• [SELECTED EXCERPT]:
No more than a thimbleful of hydrofluoric acid killed 37-year-old Alcoa technician John L. Dorton in fewer than seven hours from the moment he inhaled the mist at the plant where he worked in Port Comfort, Texas.
It's that deadly.
Its transportation to factories and its use there imperils workers and nearby residents. Environmental, safety and advocacy groups for years have demanded that manufacturers substitute safer chemicals or processes whenever possible.
...
Refinery workers and their communities pay too high a price for high octane fuel created with hydrofluoric acid. The United Steelworkers (USW) union joins groups like PIRG, Clean Water Action and Center for American Progress in demanding that refineries using hydrofluoric acid switch to sulfuric acid or another safer method to enhance octane.
Clean Water Action of Pennsylvania repeated its call for conversion to safer technologies in March after two spills occurred in one month in Eastern Pennsylvania, one forcing evacuation of 5,000 residents. Myron Arnowitt, Pennsylvania Director for Clean Water Action, said then, "It just goes to show that we need to get away from this dangerous chemical before the refinery itself or one of its trucks has an accident inside the City of Philadelphia."

• [DATA EXTRACT]:

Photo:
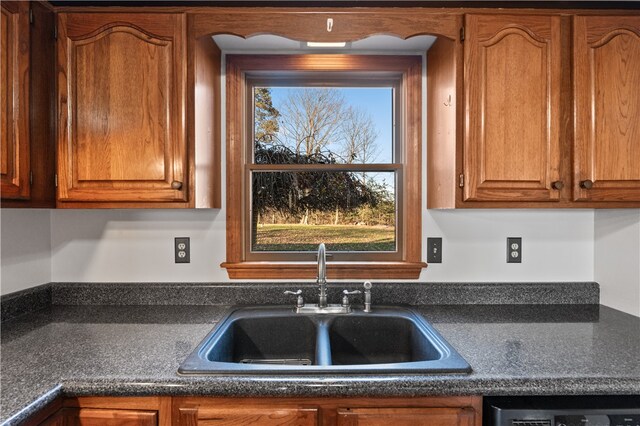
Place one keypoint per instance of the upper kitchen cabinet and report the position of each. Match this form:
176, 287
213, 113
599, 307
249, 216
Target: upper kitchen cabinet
606, 72
123, 138
28, 105
512, 76
14, 116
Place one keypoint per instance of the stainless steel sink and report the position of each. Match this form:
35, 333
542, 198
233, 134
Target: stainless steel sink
275, 340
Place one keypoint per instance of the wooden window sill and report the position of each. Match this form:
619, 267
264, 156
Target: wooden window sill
309, 270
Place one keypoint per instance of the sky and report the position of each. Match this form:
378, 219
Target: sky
377, 101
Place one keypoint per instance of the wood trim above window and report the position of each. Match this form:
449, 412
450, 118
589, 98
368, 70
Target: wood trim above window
410, 68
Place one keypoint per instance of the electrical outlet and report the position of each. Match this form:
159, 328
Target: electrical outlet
434, 250
514, 250
182, 250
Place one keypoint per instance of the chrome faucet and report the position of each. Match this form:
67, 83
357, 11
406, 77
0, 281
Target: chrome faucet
322, 276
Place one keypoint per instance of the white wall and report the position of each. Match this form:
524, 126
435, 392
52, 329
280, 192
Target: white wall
26, 249
617, 258
137, 245
557, 245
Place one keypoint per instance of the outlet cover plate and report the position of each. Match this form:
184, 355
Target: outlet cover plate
434, 250
514, 249
182, 250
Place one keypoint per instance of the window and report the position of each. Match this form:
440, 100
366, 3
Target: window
309, 163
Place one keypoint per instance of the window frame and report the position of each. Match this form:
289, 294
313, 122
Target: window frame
242, 73
380, 80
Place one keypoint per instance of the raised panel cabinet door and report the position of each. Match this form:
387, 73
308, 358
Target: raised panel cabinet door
512, 77
406, 416
121, 96
606, 61
247, 415
14, 103
102, 417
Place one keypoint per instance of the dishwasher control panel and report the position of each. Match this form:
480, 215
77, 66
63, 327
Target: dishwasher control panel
575, 411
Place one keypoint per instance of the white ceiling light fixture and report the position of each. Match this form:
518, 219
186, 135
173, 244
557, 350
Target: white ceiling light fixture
326, 44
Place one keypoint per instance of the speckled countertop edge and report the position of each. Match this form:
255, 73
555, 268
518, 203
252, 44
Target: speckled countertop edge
328, 386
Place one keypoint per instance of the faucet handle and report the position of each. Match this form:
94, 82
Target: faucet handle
345, 298
367, 296
299, 299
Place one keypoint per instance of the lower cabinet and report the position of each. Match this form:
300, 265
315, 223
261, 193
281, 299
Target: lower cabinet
406, 416
432, 411
201, 411
107, 411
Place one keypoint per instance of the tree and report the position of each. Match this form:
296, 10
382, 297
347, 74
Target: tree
311, 119
266, 116
359, 137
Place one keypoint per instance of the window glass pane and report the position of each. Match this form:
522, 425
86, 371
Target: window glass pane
314, 125
348, 211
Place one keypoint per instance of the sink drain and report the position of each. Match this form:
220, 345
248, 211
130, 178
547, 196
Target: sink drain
276, 361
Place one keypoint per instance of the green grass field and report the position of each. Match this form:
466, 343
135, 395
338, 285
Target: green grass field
289, 237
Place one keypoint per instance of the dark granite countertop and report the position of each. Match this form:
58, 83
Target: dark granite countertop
136, 350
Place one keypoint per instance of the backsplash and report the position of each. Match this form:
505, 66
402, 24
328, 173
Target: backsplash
137, 246
242, 293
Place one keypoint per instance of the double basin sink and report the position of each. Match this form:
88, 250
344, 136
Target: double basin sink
276, 340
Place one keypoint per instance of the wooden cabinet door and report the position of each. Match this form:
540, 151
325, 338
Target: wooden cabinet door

• [ACTIONS TO TAKE]:
#1 According to the passage on hydrofluoric acid, how long after inhaling the mist did John L. Dorton die?
#2 In the passage on hydrofluoric acid, why did Clean Water Action of Pennsylvania repeat its call for safer technologies in March?
The records have nothing to do with the work here.

• [RESPONSES TO THE EXERCISE]:
#1 In fewer than seven hours.

#2 Two spills had happened in one month in Eastern Pennsylvania, and one forced 5,000 residents to evacuate. Myron Arnowitt said this showed the need to get away from the chemical before the refinery or one of its trucks had an accident inside the City of Philadelphia.